Check your understanding:
1 > Answer these questions using the essay about being a gay woman in a heterosexual marriage:
(a) For how many years has the writer been in a heterosexual marriage?
(b) What words were added to the title of the third edition of the writer's book?
(c) How many women were in the audience when the writer recently gave a reading at the writers' conference?
2 > Carry on the essay about being a gay woman in a heterosexual marriage past its last sentence, keeping its first-person voice.

Exercise text:
--

I’m a gay woman in a heterosexual marriage – Star Tribune
I am gay and have been in a heterosexual marriage for 57 years. We have two children and two grandchildren. My situation is not usual but it is more common than you would think.
Up until I was 43 I would have said, “I know exactly who and what I am and I am not a lesbian.” One year later I fell in love with another woman, and my world turned upside down. I sometimes wonder what would have happened if Toby’s feelings mirrored my own, but that was not to be. Our friendship ebbed after I declared my love to her.
At home, with great difficulty, I functioned as though nothing had changed. Privately, and in great pain, I mourned my loss. Feeling totally alone, I had to contend with not only the loss of my dearest friend, but also the realization that I might be a lesbian. Who could I tell? Where could I turn for help? I knew of no one in the lesbian world, and so, I turned my thoughts and feelings inward and picked up my pen.
The first edition of my book “Married Women Who Love Women” began as a catharsis for myself and ultimately came to be a guiding light for many other women making, or coming to terms with, discoveries like mine.
I learned who I really am
And I have learned much about who I really am. In the years that followed, I felt compelled to write the second edition of “Married Women Who Love Women,” and then a third, which has the words “and More” added to the title because so much has changed, and continues to change with regard to people redefining, or returning to their marriages.
Just recently I stood in front of 200 women at a writers’ conference to give a reading. I paused briefly to reflect. It had been at this very same conference back in the early ’90s that I had timidly come out by reading what would eventually become the introduction to my groundbreaking book.

--

Data segment:
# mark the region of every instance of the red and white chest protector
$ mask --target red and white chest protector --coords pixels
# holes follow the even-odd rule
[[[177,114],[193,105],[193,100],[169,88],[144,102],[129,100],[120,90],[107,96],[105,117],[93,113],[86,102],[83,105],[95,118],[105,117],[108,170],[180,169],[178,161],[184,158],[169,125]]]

--

Responses in order:
1 >
(a) 57 years
(b) "and More"
(c) 200

2 >
A feeling of well-being came over me as I announced loudly and clearly, “I will be reading from my latest book, a lesbian, paranormal romance, ‘Tangled Ribbons.'”
My journey was not an easy one. I sought out several therapists hoping for an easy fix, but I could barely say the words, “I fell in love with my best friend and she’s a woman.” Ultimately, at a party several years later, I ran into one of the early therapists I’d gone to for help and she told me that she was now using my book in her attempt to guide other women like me.
Much has changed since my discovery in the late 1980s. While there was a time when no gay character could be found on a television show, and then they could still be counted on one or two hands, today approximately 9% of the characters on television shows are lesbian or gay.
In addition, same-sex marriage is now accepted in all 50 states, and beginning with the Netherlands in the year 2000, many other countries, as well. Unfortunately, though, in some parts of our country, it is still somewhat terrifying to come out.
Redefining our relationship
Once I realized I was a lesbian, I initially believed that my only option was to leave my marriage, something I’d never contemplated in my 25 years with my husband. When I came out to him, our marriage became fraught with anger and bitterness, especially on his part. That would have been the perfect time for me to leave.
But the more I thought about it, the more I realized that it had taken me some time to adjust to the realization that I was a lesbian, and felt that it was only fair to give him time to adjust, too.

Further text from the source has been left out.